> **Reading text**

Kitāb al-Ḥashāʾish
- Author: Based on De Materia Medica by Pedanius Dioscorides
- Original title: كتاب الحشائش
- Translator: Istifan ibn Basil (trad.) Ḥunayn ibn Isḥaq (rev.)
- Language: Arabic
- Subject: Materia medica; Pharmacology; Botany
- Genre: Scientific treatise
- Publication date: 9th century
- Publication place: Abbasid Caliphate
- Media type: Manuscript

= Kitāb al-Ḥashāʾish =

Medieval Arabic pharmacological and botanical book

Kitāb al-Ḥashāʾish (Arabic: كتاب الحشائش, Book of Medicinal Plants) is a medieval Arabic pharmacological and botanical book that deals with medicinal plants, minerals, and animal-derived substances. The work forms part of the Islamic scientific tradition of materia medica and reflects the transmission, translation, and expansion of Greco-Roman medical knowledge in the medieval Islamic world. It is based on De materia medica which was written by Pedanius Dioscorides, a Greek physician in the Roman army. It was widely read for more than 1,500 years until supplanted by revised herbals in the Renaissance, making it one of the longest-lasting of all natural history and pharmacology books.

> **Provided material**
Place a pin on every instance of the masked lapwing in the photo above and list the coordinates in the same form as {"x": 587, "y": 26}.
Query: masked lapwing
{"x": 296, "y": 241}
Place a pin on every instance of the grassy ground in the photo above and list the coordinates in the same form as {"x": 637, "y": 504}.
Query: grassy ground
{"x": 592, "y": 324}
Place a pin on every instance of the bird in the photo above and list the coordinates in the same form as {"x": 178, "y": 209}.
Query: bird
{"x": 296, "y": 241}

* * *

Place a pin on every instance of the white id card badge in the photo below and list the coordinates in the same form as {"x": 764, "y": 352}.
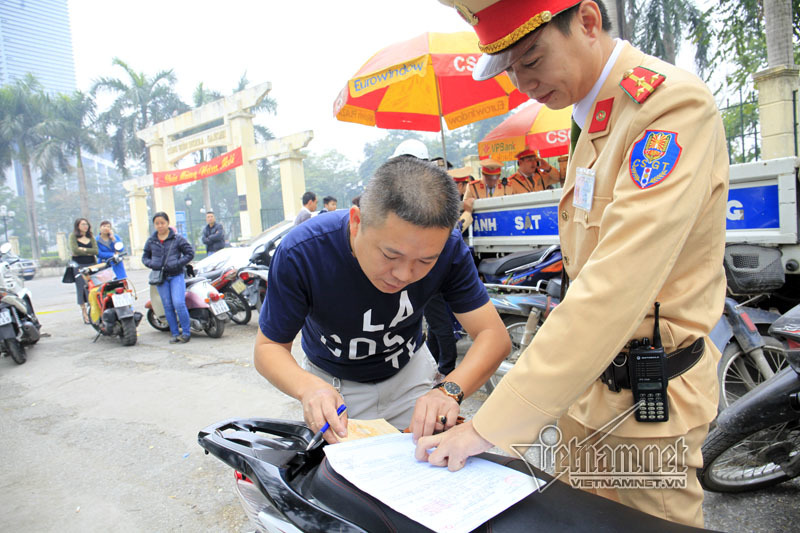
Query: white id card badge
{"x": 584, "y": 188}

* * *

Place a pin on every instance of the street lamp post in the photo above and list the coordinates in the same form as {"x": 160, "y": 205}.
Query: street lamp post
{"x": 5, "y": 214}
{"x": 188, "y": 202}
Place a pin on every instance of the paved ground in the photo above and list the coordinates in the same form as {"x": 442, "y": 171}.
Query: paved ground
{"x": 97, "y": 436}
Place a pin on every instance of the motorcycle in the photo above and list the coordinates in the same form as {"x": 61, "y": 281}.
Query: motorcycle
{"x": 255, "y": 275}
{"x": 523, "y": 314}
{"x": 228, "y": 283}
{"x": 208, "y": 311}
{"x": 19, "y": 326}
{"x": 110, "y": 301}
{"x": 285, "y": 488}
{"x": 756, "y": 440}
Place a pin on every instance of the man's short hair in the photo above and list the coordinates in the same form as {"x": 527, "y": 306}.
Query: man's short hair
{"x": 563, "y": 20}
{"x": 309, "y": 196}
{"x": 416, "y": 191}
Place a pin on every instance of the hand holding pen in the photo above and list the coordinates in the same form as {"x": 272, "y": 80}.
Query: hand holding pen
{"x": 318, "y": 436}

> **Exercise**
Write out the passage from the text on Kitāb al-Ḥashāʾish between "Kitāb al-Ḥashāʾish (Arabic: كتاب" and "and pharmacology books.", inclusive.

> **Answer box**
Kitāb al-Ḥashāʾish (Arabic: كتاب الحشائش, Book of Medicinal Plants) is a medieval Arabic pharmacological and botanical book that deals with medicinal plants, minerals, and animal-derived substances. The work forms part of the Islamic scientific tradition of materia medica and reflects the transmission, translation, and expansion of Greco-Roman medical knowledge in the medieval Islamic world. It is based on De materia medica which was written by Pedanius Dioscorides, a Greek physician in the Roman army. It was widely read for more than 1,500 years until supplanted by revised herbals in the Renaissance, making it one of the longest-lasting of all natural history and pharmacology books.